RECORD EXTRACTS -
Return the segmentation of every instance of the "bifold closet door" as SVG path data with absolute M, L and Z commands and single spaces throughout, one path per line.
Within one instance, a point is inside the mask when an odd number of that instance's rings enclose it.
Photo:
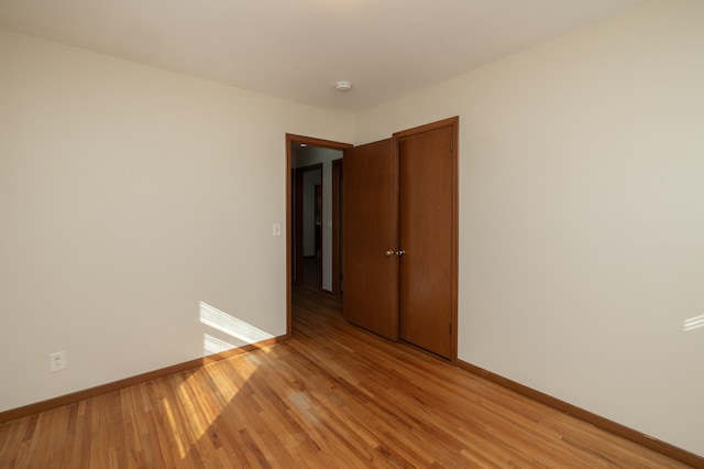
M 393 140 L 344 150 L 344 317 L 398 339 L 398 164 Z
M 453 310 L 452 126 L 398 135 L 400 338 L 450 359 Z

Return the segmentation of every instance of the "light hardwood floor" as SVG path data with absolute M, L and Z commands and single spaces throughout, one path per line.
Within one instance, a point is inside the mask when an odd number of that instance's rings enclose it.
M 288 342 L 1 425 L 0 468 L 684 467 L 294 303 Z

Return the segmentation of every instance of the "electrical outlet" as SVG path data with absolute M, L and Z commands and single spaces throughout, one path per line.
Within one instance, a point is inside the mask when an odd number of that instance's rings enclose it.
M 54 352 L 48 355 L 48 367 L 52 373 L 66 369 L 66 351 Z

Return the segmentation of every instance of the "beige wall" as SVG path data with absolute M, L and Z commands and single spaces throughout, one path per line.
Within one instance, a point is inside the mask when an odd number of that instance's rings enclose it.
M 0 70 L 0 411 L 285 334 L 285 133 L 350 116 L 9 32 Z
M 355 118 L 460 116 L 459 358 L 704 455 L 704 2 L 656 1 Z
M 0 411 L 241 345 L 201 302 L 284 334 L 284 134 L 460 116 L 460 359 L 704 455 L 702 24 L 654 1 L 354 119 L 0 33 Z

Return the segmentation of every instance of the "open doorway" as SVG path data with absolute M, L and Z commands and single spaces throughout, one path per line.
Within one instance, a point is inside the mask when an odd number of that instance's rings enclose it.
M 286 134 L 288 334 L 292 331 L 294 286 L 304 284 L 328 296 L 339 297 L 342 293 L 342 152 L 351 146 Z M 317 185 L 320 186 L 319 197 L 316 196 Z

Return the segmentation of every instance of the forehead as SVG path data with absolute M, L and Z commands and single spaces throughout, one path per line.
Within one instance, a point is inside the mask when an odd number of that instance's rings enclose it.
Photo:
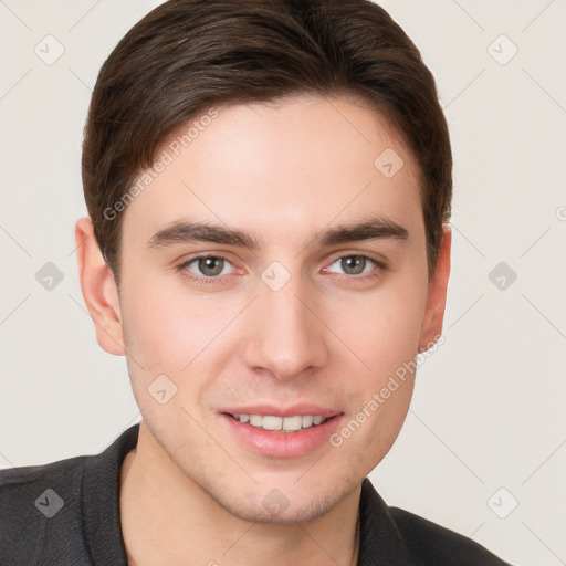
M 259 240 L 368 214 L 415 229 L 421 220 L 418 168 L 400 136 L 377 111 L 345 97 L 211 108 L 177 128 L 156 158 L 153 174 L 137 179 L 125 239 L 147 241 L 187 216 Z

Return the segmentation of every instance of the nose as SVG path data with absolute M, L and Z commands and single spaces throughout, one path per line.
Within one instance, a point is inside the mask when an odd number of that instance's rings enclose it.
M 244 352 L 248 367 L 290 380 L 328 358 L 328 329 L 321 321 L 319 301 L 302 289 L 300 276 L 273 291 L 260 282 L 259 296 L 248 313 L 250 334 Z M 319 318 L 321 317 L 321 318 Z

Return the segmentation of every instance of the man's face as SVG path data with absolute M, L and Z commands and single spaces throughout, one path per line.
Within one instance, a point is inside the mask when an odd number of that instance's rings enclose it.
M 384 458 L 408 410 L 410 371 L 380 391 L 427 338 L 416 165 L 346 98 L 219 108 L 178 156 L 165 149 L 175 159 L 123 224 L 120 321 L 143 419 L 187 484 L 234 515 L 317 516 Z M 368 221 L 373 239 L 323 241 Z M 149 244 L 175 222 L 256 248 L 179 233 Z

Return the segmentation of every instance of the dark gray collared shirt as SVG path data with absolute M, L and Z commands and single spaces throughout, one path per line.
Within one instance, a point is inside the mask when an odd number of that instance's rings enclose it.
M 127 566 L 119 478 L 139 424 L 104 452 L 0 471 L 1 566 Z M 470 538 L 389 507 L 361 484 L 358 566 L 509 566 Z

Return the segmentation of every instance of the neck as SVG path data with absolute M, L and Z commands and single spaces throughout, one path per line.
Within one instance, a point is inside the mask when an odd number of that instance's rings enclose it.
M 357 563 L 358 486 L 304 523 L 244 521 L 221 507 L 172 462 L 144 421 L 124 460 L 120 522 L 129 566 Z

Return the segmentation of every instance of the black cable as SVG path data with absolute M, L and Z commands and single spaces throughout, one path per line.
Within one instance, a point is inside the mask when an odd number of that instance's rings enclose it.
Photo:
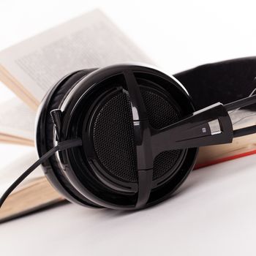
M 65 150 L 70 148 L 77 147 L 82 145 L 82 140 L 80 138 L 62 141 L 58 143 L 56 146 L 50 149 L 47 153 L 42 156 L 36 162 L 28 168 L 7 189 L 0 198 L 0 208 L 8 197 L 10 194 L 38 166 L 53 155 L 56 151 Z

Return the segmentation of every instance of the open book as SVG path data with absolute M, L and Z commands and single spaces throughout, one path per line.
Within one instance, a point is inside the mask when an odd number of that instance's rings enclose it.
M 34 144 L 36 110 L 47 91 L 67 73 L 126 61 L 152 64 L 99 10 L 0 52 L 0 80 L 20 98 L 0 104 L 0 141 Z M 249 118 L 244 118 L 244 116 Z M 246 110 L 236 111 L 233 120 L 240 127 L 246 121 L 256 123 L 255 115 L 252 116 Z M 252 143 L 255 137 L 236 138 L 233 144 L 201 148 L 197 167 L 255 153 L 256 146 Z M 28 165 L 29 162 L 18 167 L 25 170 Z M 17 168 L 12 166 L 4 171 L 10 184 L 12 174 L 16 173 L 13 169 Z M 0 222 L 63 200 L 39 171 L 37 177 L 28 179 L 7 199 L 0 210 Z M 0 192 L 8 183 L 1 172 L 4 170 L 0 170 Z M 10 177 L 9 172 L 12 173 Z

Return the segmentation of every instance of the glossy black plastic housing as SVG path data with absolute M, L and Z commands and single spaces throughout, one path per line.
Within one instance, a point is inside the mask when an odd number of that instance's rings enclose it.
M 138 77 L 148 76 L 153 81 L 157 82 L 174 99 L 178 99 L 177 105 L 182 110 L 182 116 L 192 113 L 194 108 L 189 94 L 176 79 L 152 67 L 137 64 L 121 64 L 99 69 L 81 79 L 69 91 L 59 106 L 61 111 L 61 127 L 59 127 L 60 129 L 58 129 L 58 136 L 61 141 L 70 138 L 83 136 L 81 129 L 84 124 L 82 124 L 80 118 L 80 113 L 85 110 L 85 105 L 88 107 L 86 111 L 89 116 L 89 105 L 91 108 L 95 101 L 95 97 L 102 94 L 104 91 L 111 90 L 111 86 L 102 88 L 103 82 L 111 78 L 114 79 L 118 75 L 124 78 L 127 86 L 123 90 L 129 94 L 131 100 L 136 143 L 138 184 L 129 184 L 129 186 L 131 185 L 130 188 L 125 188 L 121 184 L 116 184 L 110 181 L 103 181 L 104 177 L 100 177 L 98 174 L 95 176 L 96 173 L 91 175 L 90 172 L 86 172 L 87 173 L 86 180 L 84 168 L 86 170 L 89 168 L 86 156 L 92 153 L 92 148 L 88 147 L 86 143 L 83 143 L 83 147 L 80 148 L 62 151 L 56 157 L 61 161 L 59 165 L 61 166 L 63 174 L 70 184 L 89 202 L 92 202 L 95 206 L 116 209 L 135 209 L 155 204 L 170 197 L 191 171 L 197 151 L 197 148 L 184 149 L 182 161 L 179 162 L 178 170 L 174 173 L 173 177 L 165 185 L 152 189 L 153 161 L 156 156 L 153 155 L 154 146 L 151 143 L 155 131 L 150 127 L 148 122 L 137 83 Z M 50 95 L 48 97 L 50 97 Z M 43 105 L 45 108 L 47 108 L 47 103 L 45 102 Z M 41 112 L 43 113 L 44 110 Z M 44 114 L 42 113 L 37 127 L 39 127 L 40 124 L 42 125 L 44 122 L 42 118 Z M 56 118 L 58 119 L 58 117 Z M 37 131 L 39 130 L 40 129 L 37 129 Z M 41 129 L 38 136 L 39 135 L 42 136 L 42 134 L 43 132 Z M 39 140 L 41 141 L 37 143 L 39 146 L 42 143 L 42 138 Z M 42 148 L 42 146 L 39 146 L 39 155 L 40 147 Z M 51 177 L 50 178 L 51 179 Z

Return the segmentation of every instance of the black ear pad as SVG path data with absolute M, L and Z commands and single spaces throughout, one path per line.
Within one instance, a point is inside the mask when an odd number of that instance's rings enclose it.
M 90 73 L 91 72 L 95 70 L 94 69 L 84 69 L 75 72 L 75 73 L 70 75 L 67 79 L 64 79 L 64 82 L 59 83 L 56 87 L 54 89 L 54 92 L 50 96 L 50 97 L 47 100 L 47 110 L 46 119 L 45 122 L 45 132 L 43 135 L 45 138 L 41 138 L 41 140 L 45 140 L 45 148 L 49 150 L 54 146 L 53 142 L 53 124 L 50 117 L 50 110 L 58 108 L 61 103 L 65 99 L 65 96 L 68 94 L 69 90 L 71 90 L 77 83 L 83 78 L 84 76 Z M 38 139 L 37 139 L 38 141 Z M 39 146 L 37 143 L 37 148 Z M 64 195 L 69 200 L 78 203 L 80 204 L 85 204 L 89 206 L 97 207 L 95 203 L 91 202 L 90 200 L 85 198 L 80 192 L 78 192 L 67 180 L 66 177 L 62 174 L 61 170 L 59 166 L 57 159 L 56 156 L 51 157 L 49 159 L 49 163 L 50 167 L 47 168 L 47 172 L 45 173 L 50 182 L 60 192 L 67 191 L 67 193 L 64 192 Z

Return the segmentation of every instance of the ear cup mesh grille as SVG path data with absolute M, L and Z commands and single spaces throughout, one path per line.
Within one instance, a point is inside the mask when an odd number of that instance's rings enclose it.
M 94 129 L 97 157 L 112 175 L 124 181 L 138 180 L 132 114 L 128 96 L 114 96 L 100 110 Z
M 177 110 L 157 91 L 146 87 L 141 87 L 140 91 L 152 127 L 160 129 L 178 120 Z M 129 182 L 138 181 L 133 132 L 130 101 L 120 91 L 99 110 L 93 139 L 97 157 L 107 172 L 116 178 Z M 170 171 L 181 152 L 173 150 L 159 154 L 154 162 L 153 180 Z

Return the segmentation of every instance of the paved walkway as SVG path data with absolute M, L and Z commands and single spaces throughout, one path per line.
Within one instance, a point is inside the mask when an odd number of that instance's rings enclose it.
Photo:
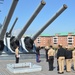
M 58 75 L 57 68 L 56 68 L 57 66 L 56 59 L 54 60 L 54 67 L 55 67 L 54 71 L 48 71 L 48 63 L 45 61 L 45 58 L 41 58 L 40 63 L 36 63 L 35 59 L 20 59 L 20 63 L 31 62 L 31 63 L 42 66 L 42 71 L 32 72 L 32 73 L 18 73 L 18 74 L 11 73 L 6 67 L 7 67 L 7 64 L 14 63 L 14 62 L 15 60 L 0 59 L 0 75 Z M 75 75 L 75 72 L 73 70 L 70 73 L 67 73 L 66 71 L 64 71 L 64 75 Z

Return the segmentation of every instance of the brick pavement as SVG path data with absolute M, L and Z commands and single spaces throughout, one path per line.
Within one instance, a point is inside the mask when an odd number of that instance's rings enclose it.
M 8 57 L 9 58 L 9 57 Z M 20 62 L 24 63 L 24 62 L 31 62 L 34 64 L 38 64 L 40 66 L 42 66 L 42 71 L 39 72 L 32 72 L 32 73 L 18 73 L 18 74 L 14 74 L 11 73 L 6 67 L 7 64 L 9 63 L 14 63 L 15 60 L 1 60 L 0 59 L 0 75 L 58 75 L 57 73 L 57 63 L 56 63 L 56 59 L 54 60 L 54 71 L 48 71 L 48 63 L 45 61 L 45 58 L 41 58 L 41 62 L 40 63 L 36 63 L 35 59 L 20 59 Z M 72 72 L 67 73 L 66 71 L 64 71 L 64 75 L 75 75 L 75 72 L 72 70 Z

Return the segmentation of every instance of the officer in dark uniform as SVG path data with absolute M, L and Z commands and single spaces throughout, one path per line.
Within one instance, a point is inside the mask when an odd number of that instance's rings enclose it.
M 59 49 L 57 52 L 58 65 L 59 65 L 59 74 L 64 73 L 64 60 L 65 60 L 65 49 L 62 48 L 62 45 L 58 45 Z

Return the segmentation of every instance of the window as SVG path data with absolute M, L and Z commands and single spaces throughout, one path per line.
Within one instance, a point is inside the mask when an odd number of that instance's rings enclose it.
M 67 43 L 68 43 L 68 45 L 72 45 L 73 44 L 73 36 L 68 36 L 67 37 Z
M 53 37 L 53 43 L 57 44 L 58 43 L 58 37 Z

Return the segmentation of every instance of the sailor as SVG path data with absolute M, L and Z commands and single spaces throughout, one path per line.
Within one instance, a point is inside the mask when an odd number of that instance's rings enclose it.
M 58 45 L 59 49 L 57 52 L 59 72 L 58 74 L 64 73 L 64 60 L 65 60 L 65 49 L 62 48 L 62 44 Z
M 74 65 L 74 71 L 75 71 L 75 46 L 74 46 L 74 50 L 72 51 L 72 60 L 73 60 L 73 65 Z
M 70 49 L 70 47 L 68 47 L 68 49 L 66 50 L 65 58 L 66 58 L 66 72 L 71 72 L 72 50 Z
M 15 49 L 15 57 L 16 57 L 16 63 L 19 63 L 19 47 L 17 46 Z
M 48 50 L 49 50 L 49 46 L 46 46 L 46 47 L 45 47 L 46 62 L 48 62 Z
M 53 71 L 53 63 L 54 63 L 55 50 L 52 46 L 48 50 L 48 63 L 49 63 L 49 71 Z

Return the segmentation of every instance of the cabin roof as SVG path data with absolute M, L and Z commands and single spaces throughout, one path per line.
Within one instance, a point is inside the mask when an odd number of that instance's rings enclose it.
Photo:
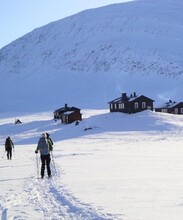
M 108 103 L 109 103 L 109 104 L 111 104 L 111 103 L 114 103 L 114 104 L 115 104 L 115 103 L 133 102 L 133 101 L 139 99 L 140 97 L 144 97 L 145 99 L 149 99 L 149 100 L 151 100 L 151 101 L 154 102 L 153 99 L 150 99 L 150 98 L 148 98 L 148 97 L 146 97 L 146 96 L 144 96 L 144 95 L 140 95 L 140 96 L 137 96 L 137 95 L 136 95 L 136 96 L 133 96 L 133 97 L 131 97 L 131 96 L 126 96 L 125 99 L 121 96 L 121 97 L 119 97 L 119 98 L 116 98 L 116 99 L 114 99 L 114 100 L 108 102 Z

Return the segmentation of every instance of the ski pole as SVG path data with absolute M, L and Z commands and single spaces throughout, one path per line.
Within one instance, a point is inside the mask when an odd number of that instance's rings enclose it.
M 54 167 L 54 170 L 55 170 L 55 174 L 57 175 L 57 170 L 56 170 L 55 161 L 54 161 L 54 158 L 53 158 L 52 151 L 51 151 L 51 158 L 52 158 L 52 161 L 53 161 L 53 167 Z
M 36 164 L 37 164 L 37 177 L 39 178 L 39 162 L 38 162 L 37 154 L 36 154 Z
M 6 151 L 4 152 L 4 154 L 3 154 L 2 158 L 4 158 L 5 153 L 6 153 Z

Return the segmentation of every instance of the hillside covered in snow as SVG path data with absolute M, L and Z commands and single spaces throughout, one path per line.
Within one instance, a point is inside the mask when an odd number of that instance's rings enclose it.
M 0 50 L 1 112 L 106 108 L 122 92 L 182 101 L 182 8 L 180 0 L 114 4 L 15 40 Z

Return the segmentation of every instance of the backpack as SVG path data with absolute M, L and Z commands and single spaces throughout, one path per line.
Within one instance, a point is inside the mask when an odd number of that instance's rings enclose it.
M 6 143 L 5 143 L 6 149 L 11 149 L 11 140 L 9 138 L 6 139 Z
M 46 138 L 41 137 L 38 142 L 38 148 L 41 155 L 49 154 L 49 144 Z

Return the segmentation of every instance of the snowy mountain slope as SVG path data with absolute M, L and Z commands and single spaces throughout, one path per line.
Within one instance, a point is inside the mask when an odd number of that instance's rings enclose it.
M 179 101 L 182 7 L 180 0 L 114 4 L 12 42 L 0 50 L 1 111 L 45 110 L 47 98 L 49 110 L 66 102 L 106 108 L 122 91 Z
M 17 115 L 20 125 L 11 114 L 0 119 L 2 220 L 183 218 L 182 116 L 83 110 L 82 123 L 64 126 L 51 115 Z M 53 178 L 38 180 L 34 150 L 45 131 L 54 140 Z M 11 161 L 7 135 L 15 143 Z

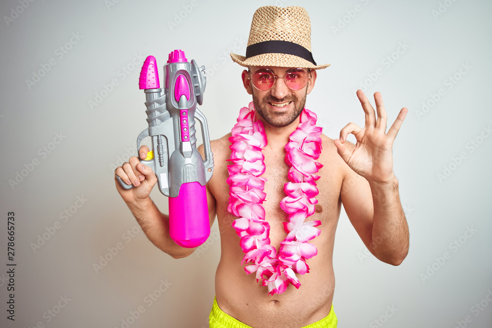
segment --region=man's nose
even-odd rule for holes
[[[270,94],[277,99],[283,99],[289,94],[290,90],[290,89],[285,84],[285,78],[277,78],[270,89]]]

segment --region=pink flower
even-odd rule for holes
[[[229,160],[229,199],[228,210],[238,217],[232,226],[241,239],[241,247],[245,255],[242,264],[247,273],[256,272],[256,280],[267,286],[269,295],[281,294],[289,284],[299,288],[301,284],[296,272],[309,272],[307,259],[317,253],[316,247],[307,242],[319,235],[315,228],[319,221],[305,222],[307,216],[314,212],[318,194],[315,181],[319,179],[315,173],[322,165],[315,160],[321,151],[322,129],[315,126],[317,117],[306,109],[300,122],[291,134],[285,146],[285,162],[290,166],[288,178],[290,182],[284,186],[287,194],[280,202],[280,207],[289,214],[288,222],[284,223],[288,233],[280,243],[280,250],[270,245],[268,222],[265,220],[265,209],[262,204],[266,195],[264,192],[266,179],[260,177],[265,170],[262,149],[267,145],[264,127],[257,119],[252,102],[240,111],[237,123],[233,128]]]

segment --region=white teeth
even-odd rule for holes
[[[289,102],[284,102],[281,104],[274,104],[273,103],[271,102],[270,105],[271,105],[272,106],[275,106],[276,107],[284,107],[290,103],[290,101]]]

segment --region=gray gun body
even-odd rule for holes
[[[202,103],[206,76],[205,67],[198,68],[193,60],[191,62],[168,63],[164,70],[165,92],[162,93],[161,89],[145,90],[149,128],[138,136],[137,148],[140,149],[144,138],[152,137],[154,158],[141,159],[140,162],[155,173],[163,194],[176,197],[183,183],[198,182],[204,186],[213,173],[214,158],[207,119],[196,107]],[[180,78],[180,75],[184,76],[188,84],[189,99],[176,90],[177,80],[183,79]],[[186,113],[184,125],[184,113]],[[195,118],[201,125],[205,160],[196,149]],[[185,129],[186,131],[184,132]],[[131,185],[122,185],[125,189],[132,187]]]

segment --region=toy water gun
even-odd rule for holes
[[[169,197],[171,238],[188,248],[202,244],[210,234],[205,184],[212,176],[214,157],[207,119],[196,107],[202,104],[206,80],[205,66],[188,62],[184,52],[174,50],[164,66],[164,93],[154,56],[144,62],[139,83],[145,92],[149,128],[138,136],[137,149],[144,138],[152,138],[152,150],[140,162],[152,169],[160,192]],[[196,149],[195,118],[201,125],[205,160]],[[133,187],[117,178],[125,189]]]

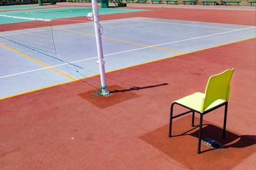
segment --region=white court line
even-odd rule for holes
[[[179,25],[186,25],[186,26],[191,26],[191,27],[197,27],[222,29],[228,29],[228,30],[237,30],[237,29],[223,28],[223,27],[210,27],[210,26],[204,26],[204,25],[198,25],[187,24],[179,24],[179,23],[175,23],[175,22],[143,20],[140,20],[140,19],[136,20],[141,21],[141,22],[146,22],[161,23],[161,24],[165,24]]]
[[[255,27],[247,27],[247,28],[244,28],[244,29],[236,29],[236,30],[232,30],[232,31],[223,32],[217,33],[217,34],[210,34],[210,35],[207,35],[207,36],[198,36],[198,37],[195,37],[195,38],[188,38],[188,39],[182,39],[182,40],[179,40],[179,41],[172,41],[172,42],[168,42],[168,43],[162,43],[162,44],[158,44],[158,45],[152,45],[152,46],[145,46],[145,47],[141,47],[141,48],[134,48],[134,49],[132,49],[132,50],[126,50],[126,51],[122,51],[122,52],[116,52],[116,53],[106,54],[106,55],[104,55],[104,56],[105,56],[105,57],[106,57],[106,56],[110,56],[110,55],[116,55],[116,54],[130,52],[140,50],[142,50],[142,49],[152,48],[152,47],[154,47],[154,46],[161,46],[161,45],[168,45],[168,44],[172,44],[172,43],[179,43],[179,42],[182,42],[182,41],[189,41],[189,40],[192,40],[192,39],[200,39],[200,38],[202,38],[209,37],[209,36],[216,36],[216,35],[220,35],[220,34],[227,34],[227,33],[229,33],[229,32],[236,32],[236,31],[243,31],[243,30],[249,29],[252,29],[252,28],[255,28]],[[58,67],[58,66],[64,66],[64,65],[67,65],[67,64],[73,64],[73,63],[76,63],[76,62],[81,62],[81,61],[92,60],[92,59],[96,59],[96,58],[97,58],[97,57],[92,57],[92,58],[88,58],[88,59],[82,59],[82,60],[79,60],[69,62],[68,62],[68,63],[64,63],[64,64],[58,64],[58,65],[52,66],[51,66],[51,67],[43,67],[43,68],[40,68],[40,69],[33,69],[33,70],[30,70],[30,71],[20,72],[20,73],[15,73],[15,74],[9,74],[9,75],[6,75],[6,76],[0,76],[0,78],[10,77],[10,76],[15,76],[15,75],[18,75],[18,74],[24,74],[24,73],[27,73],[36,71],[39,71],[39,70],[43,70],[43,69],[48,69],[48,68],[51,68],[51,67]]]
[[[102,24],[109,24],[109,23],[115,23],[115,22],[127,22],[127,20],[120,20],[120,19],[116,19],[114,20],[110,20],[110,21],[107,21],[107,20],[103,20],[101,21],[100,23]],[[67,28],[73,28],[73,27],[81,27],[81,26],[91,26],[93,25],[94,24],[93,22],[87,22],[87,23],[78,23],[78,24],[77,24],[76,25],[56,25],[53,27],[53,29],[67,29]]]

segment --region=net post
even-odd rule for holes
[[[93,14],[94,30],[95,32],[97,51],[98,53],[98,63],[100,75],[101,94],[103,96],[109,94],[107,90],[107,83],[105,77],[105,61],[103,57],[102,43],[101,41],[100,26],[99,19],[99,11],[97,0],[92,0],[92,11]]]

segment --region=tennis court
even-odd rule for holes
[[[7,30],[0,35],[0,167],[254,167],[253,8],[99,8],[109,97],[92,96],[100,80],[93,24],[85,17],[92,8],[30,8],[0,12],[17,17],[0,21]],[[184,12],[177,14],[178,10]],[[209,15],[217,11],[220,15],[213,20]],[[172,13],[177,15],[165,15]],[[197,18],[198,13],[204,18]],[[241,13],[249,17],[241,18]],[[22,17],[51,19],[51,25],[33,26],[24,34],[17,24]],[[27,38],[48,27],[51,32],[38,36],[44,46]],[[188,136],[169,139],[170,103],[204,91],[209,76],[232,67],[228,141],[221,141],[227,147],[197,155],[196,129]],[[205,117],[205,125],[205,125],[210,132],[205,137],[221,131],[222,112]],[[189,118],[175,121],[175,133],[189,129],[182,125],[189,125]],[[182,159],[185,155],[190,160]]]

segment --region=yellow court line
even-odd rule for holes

EXERCISE TASK - Rewrite the lines starting at the one containing "Return the segmentation of every instance of the sailor" and ending at the one containing "M 15 49 L 15", changing "sailor" to "deckhand" and leaving everything else as it is. Give only those lines.

OUTPUT OF THE TASK -
Return the segmentation of every instance of the deckhand as SVG path data with absolute M, L and Z commands and single spaces throughout, one path per line.
Within one instance, a point is inside the mask when an odd number of that instance's rings enclose it.
M 58 45 L 59 49 L 57 52 L 59 72 L 58 74 L 64 73 L 64 60 L 65 60 L 65 49 L 62 48 L 62 44 Z
M 74 65 L 74 71 L 75 71 L 75 46 L 74 46 L 74 50 L 72 51 L 72 60 L 73 60 L 73 65 Z
M 70 49 L 70 47 L 68 47 L 68 49 L 66 50 L 65 58 L 66 58 L 66 72 L 71 72 L 72 50 Z
M 15 49 L 15 57 L 16 57 L 16 63 L 19 63 L 19 47 L 17 46 Z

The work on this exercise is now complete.